Please return all lines from the records below that include the string "before".

***

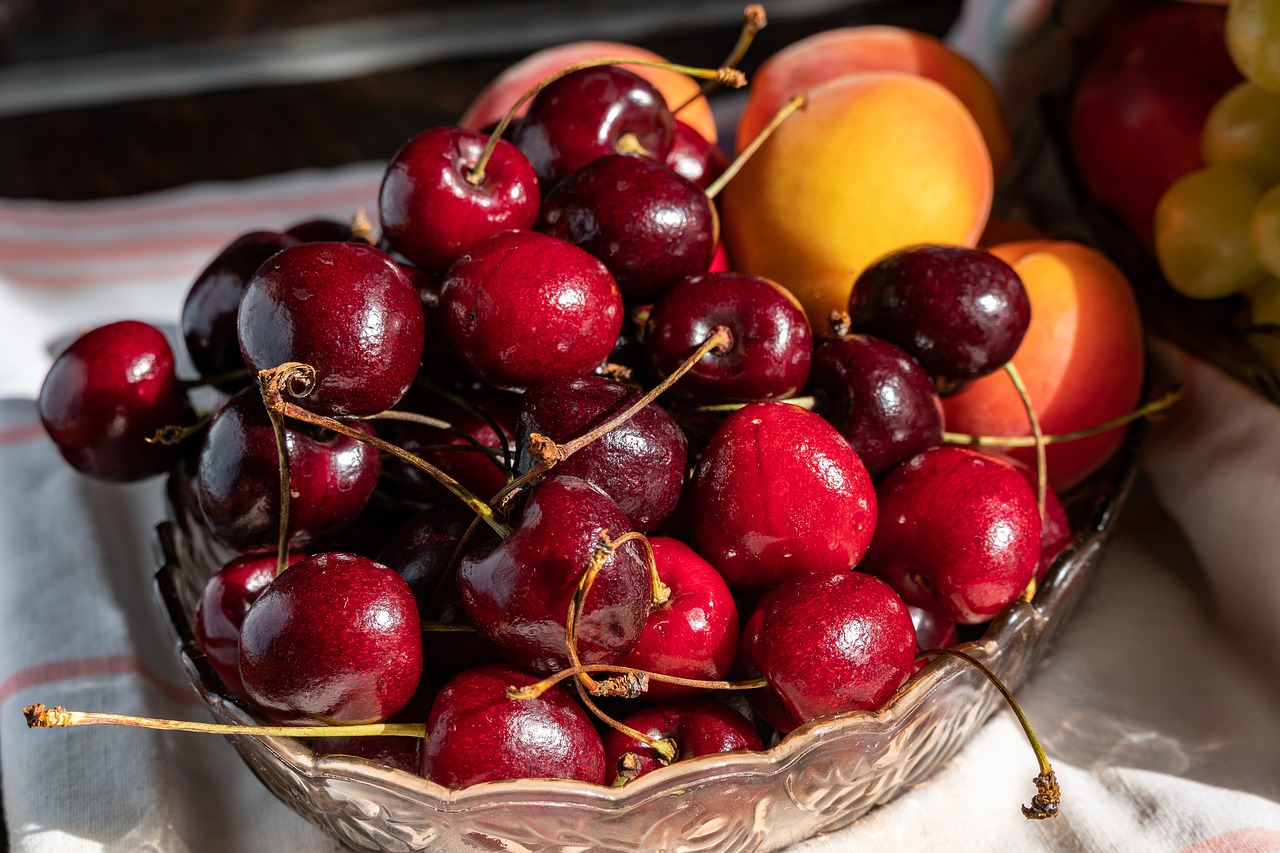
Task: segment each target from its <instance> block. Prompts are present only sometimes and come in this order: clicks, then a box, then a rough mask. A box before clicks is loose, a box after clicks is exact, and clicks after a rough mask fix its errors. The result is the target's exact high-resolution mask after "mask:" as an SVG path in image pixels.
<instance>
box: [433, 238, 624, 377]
mask: <svg viewBox="0 0 1280 853" xmlns="http://www.w3.org/2000/svg"><path fill="white" fill-rule="evenodd" d="M440 309H442V313H443V319H444V332H445V336H447V337H448V341H449V343H451V345H452V346H453V348H454V350H456V351H457V352H458V353H461V355H462V357H463V359H465V360H466V362H467V365H468V366H470V368H471V370H472V371H474V373H475V374H476V375H477V377H479V378H480V379H483V380H484V382H486V383H489V384H492V386H494V387H497V388H503V389H509V391H517V389H518V391H522V389H525V388H527V387H529V386H534V384H538V383H540V382H548V380H550V379H557V378H561V377H579V375H582V374H586V373H590V371H591V370H594V369H595V368H596V366H598V365H599V364H600V362H603V361H604V359H607V357H608V355H609V352H611V351H612V350H613V343H614V342H616V341H617V338H618V332H620V330H621V329H622V295H621V293H620V292H618V286H617V284H616V283H614V282H613V277H612V275H609V270H607V269H605V268H604V264H602V263H600V261H599V260H596V259H595V257H593V256H591V255H590V254H589V252H586V251H584V250H581V248H579V247H577V246H573V245H572V243H567V242H564V241H563V240H557V238H556V237H548V236H547V234H540V233H538V232H532V231H507V232H503V233H500V234H494V236H493V237H490V238H489V240H486V241H484V242H481V243H480V245H479V246H476V247H475V248H472V250H471V252H470V254H467V255H465V256H463V257H461V259H458V261H457V263H456V264H454V265H453V266H451V268H449V272H448V274H447V275H445V279H444V287H443V289H442V291H440Z"/></svg>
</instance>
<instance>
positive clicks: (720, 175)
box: [666, 118, 728, 190]
mask: <svg viewBox="0 0 1280 853" xmlns="http://www.w3.org/2000/svg"><path fill="white" fill-rule="evenodd" d="M666 163H667V167H668V168H671V169H673V170H675V172H676V173H678V174H680V175H682V177H685V178H687V179H689V181H692V182H694V184H696V186H698V187H699V188H700V190H707V188H709V187H710V186H712V184H713V183H716V178H718V177H721V175H722V174H724V170H726V169H728V158H727V156H724V151H723V150H722V149H721V147H719V146H718V145H716V143H714V142H709V141H708V140H707V137H705V136H703V134H701V133H699V132H698V131H695V129H694V128H691V127H690V126H687V124H685V123H684V122H681V120H680V119H678V118H677V119H676V132H675V136H673V137H672V141H671V151H668V152H667V161H666Z"/></svg>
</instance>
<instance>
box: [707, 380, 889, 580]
mask: <svg viewBox="0 0 1280 853" xmlns="http://www.w3.org/2000/svg"><path fill="white" fill-rule="evenodd" d="M690 510H691V512H692V516H694V542H692V544H694V547H695V548H696V549H698V553H700V555H703V556H704V557H705V558H707V561H708V562H710V564H712V565H713V566H716V567H717V569H718V570H719V573H721V574H722V575H724V579H726V580H728V583H730V585H732V587H744V588H749V589H751V588H756V589H758V588H763V587H772V585H774V584H778V583H781V581H783V580H786V579H787V578H791V576H794V575H800V574H808V573H814V571H841V570H849V569H850V567H851V566H854V565H856V564H858V561H859V560H860V558H861V557H863V555H864V553H865V551H867V547H868V546H869V544H870V540H872V534H873V533H874V530H876V492H874V487H873V485H872V479H870V476H868V474H867V469H865V467H864V466H863V464H861V461H860V460H859V459H858V455H856V453H855V452H854V450H852V448H851V447H850V446H849V442H846V441H845V439H844V438H842V437H841V435H840V433H837V432H836V429H835V428H833V427H832V425H831V424H828V423H827V421H826V420H823V419H822V418H820V416H818V415H815V414H814V412H812V411H808V410H805V409H800V407H799V406H792V405H790V403H781V402H759V403H751V405H750V406H746V407H744V409H740V410H739V411H736V412H733V414H732V415H730V416H728V418H727V419H726V420H724V423H723V424H721V427H719V429H718V430H717V432H716V434H714V435H713V437H712V441H710V443H709V444H708V447H707V451H705V452H704V453H703V456H701V460H700V461H699V464H698V469H696V471H695V474H694V483H692V501H691V507H690Z"/></svg>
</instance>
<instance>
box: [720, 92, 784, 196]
mask: <svg viewBox="0 0 1280 853" xmlns="http://www.w3.org/2000/svg"><path fill="white" fill-rule="evenodd" d="M808 104H809V96H808V95H804V93H800V95H792V96H791V100H790V101H787V102H786V104H783V105H782V109H780V110H778V111H777V113H774V114H773V118H772V119H769V123H768V124H765V126H764V127H763V128H760V132H759V133H756V134H755V138H754V140H751V141H750V142H748V145H746V147H745V149H742V152H741V154H739V155H737V156H736V158H733V161H732V163H730V164H728V168H727V169H724V172H723V173H722V174H721V177H718V178H716V181H714V182H713V183H712V186H709V187H707V197H708V199H714V197H716V196H717V195H719V191H721V190H723V188H724V184H726V183H728V182H730V181H732V179H733V175H736V174H737V173H739V170H740V169H741V168H742V167H744V165H746V161H748V160H750V159H751V156H753V155H754V154H755V151H756V150H758V149H759V147H760V146H762V145H764V141H765V140H767V138H769V137H771V136H773V132H774V131H776V129H778V126H780V124H782V122H783V120H785V119H786V118H787V117H788V115H791V114H792V113H795V111H796V110H800V109H804V108H805V105H808Z"/></svg>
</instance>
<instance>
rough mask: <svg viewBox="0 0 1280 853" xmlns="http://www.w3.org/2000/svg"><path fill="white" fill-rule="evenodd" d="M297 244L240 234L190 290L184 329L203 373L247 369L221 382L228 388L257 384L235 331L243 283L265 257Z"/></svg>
mask: <svg viewBox="0 0 1280 853" xmlns="http://www.w3.org/2000/svg"><path fill="white" fill-rule="evenodd" d="M297 243H298V241H297V240H294V238H293V237H291V236H288V234H282V233H278V232H274V231H251V232H248V233H246V234H241V236H239V237H237V238H236V240H233V241H232V242H230V243H228V245H227V247H225V248H223V251H221V252H219V254H218V256H216V257H215V259H214V260H212V261H210V263H209V266H206V268H205V269H204V272H201V273H200V275H197V277H196V280H195V282H193V283H192V286H191V289H188V291H187V298H186V301H184V302H183V305H182V321H180V328H182V338H183V341H184V342H186V345H187V353H188V355H189V356H191V362H192V364H193V365H195V368H196V370H197V371H198V373H200V375H201V377H216V375H220V374H225V373H230V371H233V370H242V371H244V378H243V379H239V380H232V382H228V383H223V384H220V386H219V387H220V388H223V389H224V391H236V389H237V388H243V387H244V386H247V384H250V383H251V382H252V378H251V377H250V375H248V369H247V368H246V366H244V357H243V356H242V355H241V351H239V338H238V337H237V334H236V318H237V316H238V315H239V304H241V297H242V296H244V286H246V284H247V283H248V279H250V278H252V277H253V273H256V272H257V268H259V266H261V265H262V263H264V261H265V260H266V259H269V257H271V256H273V255H275V254H276V252H278V251H280V250H283V248H288V247H289V246H296V245H297Z"/></svg>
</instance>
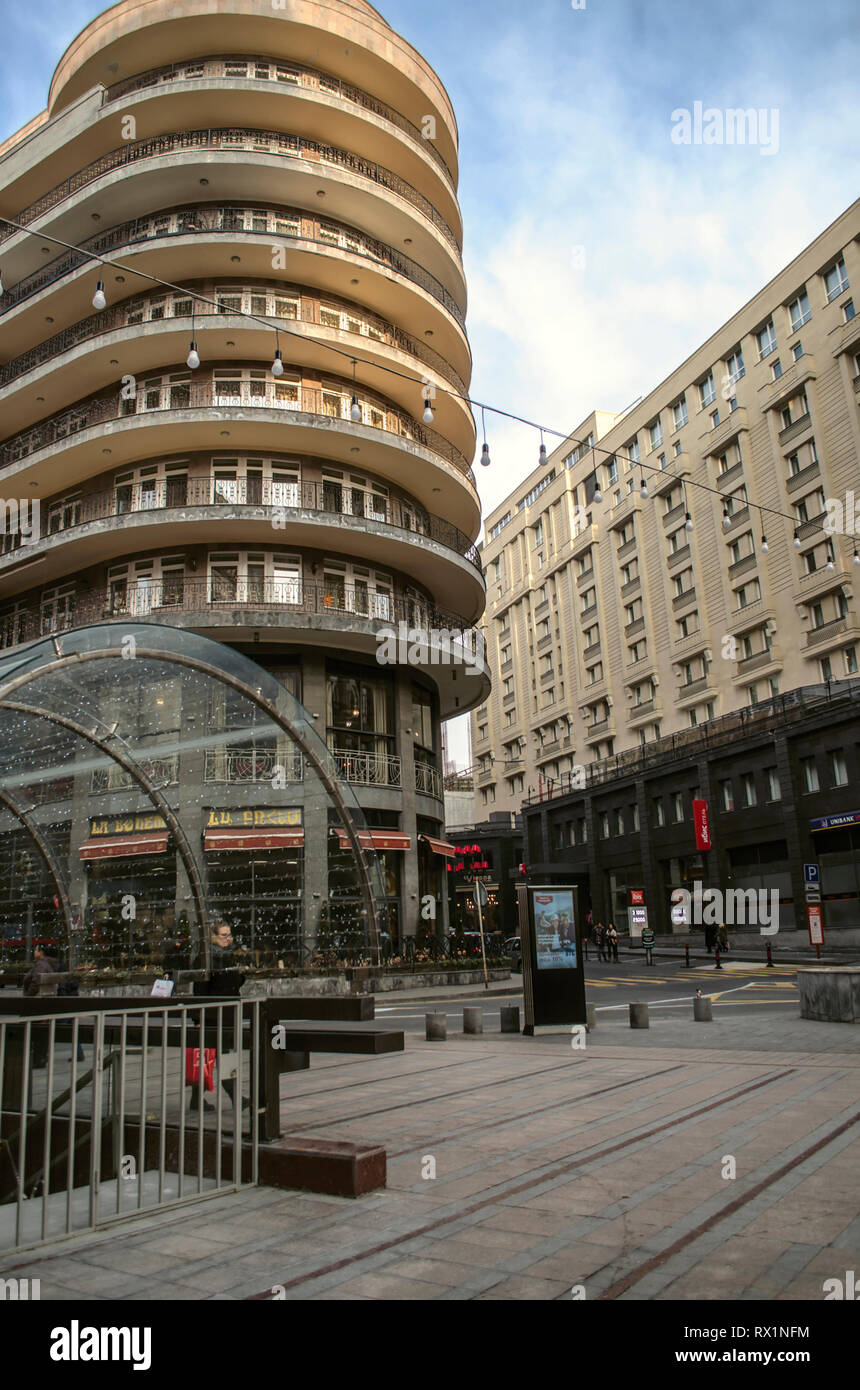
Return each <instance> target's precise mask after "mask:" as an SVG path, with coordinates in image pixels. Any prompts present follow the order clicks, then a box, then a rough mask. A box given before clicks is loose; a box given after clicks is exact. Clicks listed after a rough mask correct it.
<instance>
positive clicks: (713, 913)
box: [672, 880, 779, 937]
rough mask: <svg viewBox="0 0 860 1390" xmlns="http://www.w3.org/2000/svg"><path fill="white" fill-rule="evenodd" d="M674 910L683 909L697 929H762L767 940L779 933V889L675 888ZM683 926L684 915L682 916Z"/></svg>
mask: <svg viewBox="0 0 860 1390" xmlns="http://www.w3.org/2000/svg"><path fill="white" fill-rule="evenodd" d="M672 908H677V909H682V912H684V922H685V923H686V924H688V926H696V927H702V926H704V927H718V926H727V927H732V926H747V927H756V926H757V927H759V929H760V933H761V935H763V937H772V935H774V934H775V933H777V931H778V930H779V890H778V888H728V890H727V891H725V892H724V891H722V890H721V888H706V887H704V885H703V884H702V883H700V881H699V880H696V881H695V883H693V891H692V892H689V891H688V890H686V888H675V890H674V892H672ZM677 920H678V922H681V912H679V913H678V919H677Z"/></svg>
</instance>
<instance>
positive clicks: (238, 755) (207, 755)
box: [203, 735, 354, 787]
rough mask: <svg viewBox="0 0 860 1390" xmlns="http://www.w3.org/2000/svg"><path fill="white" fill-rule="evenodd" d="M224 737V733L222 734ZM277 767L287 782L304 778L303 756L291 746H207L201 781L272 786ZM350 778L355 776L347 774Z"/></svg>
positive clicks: (241, 784) (205, 781)
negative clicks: (279, 746) (227, 746)
mask: <svg viewBox="0 0 860 1390" xmlns="http://www.w3.org/2000/svg"><path fill="white" fill-rule="evenodd" d="M221 737H226V735H221ZM278 770H282V771H283V776H285V780H286V781H288V783H300V781H301V780H303V778H304V759H303V756H301V753H299V752H296V751H295V749H293V748H286V749H281V751H275V749H258V748H235V746H228V748H207V749H206V753H204V766H203V781H204V783H206V785H207V787H208V785H215V784H220V783H225V784H228V785H231V787H240V785H245V784H249V783H250V784H254V785H257V784H261V783H265V784H268V785H270V787H271V784H272V777H274V776H275V773H276V771H278ZM347 780H349V781H353V780H354V778H352V777H350V778H347Z"/></svg>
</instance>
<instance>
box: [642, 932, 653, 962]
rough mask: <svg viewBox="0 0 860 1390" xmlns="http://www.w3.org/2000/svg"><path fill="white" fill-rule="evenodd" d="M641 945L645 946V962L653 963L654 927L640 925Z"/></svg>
mask: <svg viewBox="0 0 860 1390" xmlns="http://www.w3.org/2000/svg"><path fill="white" fill-rule="evenodd" d="M642 945H643V947H645V963H646V965H653V963H654V962H653V959H652V951H653V949H654V929H653V927H642Z"/></svg>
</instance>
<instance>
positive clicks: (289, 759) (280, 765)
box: [203, 748, 304, 785]
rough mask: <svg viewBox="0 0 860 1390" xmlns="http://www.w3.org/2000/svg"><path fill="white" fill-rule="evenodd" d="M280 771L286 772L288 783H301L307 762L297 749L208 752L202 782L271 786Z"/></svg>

***

* _Written response_
Task: segment each target from its <instance> block. Prompts are present only sometimes and come in this order: clicks, then a box, then a rough mask. A box before clicks is loose, a box after clicks is exact, and clicks after a rough mask fix its errors. The result is the target's exact high-resolution mask after "mask:" as an SVG path in image pixels.
Return each <instance> target's precise mask after "mask:" as an SVG path, with coordinates in image pixels. Any prompts present follow the order clicks, then a box, then a rough mask. A box given before clicks is loose; a box given after clicks is exact. Clicks listed after a rough mask correct it.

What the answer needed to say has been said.